### SHORT PROBLEM
Return, without any alteration, the lines running from the start of the material through the line containing "206), (88, 154)]", inclusive.

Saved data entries

★ ★ ★ ★ ★ ★ ★

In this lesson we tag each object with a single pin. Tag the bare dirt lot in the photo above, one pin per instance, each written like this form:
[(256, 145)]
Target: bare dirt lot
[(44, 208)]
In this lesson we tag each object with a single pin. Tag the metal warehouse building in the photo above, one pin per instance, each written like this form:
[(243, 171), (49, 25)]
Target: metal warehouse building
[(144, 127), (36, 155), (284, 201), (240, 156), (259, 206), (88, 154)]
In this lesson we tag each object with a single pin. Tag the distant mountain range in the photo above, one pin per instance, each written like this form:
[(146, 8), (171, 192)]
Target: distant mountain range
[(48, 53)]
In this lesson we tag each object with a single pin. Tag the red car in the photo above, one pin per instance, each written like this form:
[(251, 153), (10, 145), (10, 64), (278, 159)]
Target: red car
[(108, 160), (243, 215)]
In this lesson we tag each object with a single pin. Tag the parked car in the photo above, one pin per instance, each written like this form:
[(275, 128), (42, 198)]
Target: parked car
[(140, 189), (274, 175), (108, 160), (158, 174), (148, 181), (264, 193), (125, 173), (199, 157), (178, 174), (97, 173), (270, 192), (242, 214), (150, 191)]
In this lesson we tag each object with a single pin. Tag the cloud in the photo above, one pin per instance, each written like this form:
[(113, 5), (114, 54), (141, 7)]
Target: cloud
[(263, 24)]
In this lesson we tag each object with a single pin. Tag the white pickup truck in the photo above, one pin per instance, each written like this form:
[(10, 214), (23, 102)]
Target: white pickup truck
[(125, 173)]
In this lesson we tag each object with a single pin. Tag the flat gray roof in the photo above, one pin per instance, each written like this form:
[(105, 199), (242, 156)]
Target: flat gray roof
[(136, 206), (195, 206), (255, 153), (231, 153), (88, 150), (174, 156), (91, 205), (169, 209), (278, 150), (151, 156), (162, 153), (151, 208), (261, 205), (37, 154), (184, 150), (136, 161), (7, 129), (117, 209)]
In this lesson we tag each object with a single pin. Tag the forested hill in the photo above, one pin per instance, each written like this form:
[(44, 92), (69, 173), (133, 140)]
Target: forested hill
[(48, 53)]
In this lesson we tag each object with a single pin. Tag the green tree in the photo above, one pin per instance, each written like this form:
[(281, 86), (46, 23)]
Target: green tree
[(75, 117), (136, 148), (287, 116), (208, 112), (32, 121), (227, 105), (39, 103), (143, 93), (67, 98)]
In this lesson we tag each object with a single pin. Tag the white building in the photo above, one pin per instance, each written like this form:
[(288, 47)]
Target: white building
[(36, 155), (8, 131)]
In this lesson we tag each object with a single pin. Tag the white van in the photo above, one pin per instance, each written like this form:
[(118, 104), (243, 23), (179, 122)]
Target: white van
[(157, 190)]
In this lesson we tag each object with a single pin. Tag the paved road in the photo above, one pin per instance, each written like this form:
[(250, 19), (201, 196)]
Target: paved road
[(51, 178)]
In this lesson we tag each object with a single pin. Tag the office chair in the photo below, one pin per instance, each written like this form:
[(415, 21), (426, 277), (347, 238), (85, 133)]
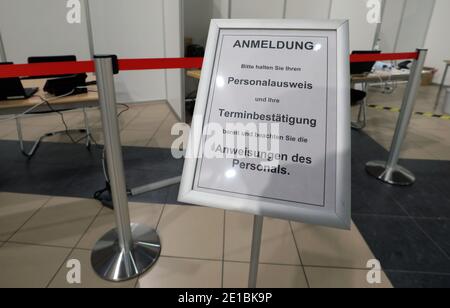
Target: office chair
[(358, 97)]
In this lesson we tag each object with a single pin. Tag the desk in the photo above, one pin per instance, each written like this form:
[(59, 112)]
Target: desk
[(442, 86), (14, 107), (11, 107)]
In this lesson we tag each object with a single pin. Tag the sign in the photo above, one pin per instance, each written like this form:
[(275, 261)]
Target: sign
[(271, 128)]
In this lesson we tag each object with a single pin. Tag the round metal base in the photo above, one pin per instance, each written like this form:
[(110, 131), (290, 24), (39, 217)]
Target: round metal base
[(111, 263), (394, 176)]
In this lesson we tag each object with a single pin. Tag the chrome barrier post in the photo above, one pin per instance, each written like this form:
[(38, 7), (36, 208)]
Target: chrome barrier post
[(130, 249), (2, 50), (390, 172), (256, 251)]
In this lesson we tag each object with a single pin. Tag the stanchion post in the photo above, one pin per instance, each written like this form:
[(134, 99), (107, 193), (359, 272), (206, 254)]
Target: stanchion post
[(390, 172), (256, 251), (2, 50), (87, 11), (129, 250)]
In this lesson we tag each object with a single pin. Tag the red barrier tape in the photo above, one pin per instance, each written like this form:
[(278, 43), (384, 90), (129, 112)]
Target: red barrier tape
[(64, 68), (156, 64), (383, 57), (46, 69)]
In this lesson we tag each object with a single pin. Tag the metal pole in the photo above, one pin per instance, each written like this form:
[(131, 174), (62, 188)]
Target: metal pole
[(377, 38), (256, 250), (441, 87), (390, 172), (2, 50), (90, 32), (129, 250)]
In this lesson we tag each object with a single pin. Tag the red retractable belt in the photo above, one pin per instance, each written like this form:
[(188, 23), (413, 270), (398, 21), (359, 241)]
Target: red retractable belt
[(65, 68)]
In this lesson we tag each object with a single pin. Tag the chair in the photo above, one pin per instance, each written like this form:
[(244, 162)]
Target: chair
[(358, 97)]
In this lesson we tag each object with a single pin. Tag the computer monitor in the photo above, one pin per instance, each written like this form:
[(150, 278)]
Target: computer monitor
[(61, 84), (12, 88), (360, 68), (51, 59)]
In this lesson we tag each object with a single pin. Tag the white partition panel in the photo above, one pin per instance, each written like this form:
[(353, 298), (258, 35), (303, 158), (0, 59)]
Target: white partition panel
[(362, 33), (437, 39), (221, 8), (414, 26), (257, 8), (173, 32), (390, 27), (132, 30), (39, 28), (308, 9)]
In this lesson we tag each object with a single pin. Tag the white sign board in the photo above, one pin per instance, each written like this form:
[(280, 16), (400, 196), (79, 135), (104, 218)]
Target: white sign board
[(271, 128)]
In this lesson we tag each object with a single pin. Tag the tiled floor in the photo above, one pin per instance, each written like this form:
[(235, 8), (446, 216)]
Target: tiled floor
[(201, 247), (211, 248)]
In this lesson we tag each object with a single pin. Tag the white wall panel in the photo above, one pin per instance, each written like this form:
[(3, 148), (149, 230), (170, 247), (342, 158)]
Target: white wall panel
[(414, 26), (362, 33), (308, 9), (438, 41), (40, 28), (257, 8), (174, 45)]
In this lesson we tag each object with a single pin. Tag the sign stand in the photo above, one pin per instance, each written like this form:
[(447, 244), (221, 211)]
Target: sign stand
[(256, 251), (390, 172), (131, 249)]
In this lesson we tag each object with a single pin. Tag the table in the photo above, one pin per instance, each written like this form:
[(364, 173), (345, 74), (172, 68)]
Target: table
[(442, 85), (16, 107), (11, 107)]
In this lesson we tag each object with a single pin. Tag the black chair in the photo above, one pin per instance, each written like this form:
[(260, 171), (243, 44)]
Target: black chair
[(358, 97)]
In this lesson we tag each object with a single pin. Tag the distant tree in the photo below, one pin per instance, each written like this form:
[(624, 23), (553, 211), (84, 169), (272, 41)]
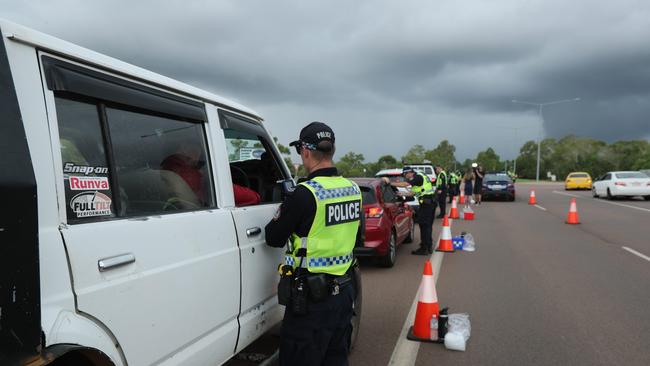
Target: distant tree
[(414, 155), (489, 160), (443, 155)]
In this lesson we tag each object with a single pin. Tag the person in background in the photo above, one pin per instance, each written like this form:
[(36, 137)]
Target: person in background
[(442, 182), (478, 181), (468, 186)]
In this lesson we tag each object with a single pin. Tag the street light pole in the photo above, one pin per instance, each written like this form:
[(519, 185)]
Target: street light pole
[(541, 106)]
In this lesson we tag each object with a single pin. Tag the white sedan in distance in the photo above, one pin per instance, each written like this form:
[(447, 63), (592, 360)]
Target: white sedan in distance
[(622, 184)]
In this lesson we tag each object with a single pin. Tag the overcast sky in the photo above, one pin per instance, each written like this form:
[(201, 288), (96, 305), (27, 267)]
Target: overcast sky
[(388, 74)]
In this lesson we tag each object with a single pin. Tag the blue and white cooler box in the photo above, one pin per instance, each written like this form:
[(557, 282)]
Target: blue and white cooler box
[(458, 242)]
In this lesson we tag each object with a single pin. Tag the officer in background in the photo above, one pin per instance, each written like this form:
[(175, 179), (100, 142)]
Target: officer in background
[(323, 220), (422, 189), (441, 190), (454, 185)]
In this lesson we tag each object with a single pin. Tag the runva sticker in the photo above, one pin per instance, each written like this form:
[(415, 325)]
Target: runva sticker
[(86, 183), (89, 204), (84, 169)]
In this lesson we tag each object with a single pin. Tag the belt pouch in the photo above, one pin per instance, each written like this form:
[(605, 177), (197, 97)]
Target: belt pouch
[(318, 287), (284, 290), (299, 301)]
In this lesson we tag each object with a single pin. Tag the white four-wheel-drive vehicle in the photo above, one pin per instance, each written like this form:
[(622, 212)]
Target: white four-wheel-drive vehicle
[(622, 184), (121, 239)]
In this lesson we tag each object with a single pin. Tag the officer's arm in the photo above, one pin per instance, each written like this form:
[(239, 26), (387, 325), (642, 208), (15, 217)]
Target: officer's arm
[(287, 220)]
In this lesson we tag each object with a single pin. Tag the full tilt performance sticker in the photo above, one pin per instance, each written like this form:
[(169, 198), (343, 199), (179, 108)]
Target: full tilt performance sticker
[(342, 212), (88, 204), (86, 183)]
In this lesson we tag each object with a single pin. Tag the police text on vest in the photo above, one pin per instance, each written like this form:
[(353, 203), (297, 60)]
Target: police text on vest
[(342, 212)]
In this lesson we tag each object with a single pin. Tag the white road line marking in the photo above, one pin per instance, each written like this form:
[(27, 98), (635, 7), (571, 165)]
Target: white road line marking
[(637, 253), (569, 194), (602, 201), (405, 352)]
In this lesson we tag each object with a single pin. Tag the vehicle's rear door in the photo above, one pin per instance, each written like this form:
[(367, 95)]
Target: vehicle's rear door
[(153, 259), (256, 169), (397, 211)]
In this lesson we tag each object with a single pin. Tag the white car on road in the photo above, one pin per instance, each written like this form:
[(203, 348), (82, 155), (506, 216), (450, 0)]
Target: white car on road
[(622, 184)]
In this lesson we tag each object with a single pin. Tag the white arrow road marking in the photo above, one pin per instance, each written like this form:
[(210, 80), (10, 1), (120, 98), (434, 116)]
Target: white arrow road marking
[(610, 202), (637, 253)]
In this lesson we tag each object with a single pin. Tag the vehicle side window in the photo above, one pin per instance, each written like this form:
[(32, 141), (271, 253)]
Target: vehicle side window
[(254, 166), (160, 162), (86, 177), (152, 165), (388, 194)]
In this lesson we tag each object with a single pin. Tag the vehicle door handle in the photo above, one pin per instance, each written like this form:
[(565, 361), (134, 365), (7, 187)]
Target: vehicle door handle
[(253, 231), (114, 262)]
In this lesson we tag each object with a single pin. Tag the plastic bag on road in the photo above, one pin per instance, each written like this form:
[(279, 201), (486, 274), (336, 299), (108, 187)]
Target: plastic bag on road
[(459, 323), (469, 244), (458, 333)]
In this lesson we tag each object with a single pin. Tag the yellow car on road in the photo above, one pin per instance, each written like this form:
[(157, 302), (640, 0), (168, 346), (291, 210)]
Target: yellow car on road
[(577, 180)]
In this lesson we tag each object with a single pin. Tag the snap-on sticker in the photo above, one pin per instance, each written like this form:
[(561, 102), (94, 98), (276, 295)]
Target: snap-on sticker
[(89, 204), (84, 169), (86, 183)]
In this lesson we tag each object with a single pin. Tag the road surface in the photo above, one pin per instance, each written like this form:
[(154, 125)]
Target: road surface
[(539, 291)]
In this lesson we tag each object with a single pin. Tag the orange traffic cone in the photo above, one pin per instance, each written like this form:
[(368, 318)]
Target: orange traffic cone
[(445, 243), (453, 214), (572, 218), (427, 307)]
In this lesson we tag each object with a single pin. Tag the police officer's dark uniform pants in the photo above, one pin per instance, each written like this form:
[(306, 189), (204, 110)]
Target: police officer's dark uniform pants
[(322, 336), (426, 215), (442, 202)]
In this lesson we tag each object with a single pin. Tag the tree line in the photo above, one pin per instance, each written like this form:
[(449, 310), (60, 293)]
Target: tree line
[(559, 157)]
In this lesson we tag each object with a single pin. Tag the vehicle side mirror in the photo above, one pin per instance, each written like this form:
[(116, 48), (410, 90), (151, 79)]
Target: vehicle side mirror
[(287, 186)]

★ ★ ★ ★ ★ ★ ★

### WRITTEN ANSWER
In this lesson we tag each object with a single pin. Tag the bare dirt lot in the photo above, one pin per instance, each written like this form:
[(256, 145)]
Target: bare dirt lot
[(44, 208)]
In this lesson we tag each object with a single pin. Tag the metal warehouse building in the photo above, one pin per instance, each written like this form:
[(243, 171), (49, 25)]
Target: metal warehouse building
[(144, 127), (36, 155), (284, 201), (240, 156), (259, 206), (88, 154)]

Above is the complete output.